(Enunciado del ejercicio): Resume el fragmento en dos oraciones.

Todo esto nos ubica frente a la inexistencia de un vínculo trascendente de parte de aquellos que propician y participan en los recurrentes hechos de violencia que se han suscitado en Venezuela. Ello habla de su falta de pertenencia a un espíritu colectivo, de identidad nacional, cívica y patriótica, que les impulsa a ver y a desear como cuestión ideal someter al país a la autoridad supranacional del imperialismo gringo y haciendo alarde de un revanchismo en el hipotético caso que esto llegara a ocurrir. La cultura de la cancelación y la derechización del pensamiento que se halla en apogeo en Venezuela no es más que una muestra de los diversos mecanismos de agresión a la autodeterminación de los pueblos, puestos en práctica por Washington, pero al mismo tiempo pone en el tapete la necesidad de crear una estrategia permanente de solidaridad internacional, de transparencia informativa y de contraataque en el ámbito cognitivo, de modo que las acciones de la ultraderecha se extingan por sí mismos, a pesar de su virulencia diaria.

(Registros extraídos)
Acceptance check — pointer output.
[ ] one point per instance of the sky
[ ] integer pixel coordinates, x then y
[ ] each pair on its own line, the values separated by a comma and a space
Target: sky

(Respuesta): El fragmento sostiene que quienes propician y participan en los recurrentes hechos de violencia en Venezuela carecen de un vínculo trascendente y de pertenencia a un espíritu colectivo de identidad nacional, cívica y patriótica, lo que los impulsa a desear someter al país a la autoridad supranacional del imperialismo gringo. Presenta la cultura de la cancelación y la derechización del pensamiento como muestra de los mecanismos de agresión de Washington a la autodeterminación de los pueblos, y plantea la necesidad de una estrategia permanente de solidaridad internacional, transparencia informativa y contraataque en el ámbito cognitivo para que las acciones de la ultraderecha se extingan por sí mismas.